Directions: Pull out every line of the items below that contains the word "eyeglasses", matching case exactly.

Available records:
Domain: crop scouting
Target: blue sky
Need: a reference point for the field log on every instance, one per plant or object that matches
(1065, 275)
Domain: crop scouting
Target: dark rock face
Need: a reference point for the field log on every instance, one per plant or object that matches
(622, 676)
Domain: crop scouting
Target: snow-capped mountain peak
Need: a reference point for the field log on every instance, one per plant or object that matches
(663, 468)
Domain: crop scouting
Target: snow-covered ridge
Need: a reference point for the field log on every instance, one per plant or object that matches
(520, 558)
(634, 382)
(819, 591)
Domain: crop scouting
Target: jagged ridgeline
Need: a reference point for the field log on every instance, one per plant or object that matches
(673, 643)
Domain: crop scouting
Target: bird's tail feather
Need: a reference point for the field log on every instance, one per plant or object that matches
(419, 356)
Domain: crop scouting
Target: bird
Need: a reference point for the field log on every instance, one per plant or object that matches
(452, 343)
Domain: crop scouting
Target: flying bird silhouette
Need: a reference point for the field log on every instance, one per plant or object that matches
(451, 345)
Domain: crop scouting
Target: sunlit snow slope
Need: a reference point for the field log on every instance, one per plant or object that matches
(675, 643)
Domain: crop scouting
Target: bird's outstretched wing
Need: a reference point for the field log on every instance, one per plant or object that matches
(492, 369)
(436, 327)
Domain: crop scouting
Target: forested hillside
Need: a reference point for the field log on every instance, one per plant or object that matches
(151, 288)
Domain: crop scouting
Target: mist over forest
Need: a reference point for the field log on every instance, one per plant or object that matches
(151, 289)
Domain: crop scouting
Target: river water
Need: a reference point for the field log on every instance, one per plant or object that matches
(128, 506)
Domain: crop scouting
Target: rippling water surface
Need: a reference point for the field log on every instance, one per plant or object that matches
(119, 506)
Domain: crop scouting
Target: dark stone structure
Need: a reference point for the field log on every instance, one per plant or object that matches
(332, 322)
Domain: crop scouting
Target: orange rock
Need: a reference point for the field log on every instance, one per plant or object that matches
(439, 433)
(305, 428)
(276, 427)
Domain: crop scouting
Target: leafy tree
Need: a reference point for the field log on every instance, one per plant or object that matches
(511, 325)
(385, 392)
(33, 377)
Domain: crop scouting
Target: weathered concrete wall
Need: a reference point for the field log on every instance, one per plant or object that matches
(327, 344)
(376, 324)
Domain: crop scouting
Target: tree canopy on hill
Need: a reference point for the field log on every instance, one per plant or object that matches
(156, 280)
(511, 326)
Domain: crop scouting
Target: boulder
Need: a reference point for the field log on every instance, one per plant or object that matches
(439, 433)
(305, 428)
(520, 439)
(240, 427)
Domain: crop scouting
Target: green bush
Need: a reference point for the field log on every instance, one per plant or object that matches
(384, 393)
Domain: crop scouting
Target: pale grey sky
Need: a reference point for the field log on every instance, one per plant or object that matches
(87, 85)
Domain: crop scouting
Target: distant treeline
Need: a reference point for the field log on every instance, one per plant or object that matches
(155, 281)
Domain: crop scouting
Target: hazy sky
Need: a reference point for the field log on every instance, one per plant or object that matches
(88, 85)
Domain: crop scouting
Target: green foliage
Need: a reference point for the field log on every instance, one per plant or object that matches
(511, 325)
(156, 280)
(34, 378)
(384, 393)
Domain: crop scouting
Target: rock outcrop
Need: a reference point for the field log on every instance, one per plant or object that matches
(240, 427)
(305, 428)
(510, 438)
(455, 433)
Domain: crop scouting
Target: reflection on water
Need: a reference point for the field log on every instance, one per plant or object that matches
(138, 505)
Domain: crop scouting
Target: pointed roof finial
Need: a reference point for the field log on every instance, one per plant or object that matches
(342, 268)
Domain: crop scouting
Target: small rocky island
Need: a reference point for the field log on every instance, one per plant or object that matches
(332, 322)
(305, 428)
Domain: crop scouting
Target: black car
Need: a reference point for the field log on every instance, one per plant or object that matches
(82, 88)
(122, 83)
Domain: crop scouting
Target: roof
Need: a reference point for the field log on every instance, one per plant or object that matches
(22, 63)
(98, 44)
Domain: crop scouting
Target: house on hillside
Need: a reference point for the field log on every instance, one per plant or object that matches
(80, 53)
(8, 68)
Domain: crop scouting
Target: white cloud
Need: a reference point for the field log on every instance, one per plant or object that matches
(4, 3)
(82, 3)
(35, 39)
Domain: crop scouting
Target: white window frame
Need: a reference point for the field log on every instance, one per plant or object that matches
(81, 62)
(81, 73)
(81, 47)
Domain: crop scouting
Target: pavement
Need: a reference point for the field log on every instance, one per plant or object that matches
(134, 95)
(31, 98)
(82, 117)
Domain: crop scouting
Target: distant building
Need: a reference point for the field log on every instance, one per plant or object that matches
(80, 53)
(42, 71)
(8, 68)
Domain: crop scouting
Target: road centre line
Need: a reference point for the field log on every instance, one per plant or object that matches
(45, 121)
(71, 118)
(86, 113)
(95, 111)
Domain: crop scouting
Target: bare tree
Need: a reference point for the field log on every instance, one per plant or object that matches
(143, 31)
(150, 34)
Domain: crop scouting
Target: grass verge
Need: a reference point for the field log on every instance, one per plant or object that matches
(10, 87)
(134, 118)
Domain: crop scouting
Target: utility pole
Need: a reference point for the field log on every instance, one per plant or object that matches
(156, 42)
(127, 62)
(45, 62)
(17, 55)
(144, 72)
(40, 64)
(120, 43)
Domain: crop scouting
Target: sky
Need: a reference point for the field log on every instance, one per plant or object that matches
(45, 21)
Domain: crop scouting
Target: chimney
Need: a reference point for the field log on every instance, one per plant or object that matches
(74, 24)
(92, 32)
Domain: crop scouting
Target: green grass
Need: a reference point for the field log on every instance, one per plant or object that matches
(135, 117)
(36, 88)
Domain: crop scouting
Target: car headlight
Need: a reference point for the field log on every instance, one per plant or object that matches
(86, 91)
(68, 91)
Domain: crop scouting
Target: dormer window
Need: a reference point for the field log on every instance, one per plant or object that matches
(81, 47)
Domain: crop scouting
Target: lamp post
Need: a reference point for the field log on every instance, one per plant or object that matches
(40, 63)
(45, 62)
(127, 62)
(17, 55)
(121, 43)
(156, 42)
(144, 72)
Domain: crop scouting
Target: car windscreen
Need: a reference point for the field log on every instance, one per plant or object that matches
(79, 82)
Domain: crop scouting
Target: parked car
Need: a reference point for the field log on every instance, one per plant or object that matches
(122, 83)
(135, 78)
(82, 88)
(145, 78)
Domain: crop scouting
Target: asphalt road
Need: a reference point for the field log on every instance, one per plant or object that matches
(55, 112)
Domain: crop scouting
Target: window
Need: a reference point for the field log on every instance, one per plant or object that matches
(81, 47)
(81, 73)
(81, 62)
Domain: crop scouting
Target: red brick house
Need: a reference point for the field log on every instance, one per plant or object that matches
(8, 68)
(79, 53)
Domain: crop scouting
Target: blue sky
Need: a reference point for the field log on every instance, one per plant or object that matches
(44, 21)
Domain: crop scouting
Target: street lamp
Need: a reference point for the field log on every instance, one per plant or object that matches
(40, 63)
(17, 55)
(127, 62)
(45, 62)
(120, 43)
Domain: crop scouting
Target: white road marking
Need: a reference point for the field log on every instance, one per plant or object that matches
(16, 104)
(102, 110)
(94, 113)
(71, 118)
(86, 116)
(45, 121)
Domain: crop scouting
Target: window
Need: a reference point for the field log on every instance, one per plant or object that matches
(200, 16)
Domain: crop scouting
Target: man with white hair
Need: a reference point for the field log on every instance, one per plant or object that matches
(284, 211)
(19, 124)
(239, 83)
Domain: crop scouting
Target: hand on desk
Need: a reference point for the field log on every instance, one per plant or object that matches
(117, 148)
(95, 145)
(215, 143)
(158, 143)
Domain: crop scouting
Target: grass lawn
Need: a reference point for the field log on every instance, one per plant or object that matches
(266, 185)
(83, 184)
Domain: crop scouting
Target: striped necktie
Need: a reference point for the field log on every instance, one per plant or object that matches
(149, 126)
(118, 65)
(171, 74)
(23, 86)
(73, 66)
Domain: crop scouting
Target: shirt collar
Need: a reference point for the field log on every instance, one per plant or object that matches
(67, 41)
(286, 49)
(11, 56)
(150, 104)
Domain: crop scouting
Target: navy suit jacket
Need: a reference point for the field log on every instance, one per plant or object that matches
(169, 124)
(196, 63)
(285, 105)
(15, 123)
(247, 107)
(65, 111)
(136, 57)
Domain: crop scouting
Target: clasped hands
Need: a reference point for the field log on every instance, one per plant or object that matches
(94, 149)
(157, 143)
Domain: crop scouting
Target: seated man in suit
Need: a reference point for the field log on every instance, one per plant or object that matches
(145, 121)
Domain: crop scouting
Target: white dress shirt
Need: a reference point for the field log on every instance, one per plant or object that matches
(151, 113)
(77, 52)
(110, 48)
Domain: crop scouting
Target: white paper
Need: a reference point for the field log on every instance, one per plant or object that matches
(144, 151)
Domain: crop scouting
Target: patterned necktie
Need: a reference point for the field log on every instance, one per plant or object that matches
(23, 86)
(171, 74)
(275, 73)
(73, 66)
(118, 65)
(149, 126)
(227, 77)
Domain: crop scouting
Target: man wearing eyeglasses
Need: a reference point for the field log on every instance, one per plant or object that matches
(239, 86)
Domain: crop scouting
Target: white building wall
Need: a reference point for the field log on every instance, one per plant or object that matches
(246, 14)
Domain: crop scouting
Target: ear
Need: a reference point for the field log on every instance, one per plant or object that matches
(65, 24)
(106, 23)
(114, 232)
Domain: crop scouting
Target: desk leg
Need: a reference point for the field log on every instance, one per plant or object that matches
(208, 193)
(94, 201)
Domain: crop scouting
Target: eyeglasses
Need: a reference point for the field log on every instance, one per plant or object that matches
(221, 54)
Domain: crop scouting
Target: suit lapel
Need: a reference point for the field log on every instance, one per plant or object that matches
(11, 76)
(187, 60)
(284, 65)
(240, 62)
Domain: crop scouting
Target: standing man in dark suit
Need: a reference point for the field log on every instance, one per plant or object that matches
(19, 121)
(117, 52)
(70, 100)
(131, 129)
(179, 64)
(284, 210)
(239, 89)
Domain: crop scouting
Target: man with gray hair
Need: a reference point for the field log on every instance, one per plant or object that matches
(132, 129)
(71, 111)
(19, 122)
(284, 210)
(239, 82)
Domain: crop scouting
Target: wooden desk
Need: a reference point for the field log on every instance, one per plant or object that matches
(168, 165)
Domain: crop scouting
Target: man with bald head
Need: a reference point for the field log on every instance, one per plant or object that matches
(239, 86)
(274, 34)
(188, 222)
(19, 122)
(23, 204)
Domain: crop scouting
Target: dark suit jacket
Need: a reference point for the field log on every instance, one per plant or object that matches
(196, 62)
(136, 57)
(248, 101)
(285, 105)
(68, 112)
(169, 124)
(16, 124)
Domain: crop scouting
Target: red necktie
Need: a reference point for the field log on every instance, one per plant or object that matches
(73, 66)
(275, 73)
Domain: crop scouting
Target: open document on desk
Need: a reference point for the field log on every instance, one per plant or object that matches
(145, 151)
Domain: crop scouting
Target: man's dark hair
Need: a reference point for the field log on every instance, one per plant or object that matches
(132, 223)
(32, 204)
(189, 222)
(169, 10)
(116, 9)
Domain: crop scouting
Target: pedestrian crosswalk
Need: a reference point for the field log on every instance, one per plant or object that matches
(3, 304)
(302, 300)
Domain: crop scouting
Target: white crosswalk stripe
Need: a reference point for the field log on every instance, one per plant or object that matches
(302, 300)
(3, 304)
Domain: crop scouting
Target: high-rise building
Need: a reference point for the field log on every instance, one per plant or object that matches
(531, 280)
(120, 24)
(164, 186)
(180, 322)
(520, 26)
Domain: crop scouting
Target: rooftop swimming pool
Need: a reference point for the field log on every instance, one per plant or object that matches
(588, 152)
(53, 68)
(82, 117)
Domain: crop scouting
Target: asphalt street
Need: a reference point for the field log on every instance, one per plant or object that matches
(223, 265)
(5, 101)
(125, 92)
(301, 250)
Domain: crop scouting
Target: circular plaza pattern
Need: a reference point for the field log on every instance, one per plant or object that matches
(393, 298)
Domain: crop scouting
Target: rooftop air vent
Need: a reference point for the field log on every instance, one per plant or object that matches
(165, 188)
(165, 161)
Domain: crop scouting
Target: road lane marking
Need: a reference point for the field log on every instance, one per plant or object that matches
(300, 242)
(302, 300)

Solution for this problem:
Target: man wearing eyeglasses
Target: eyeglasses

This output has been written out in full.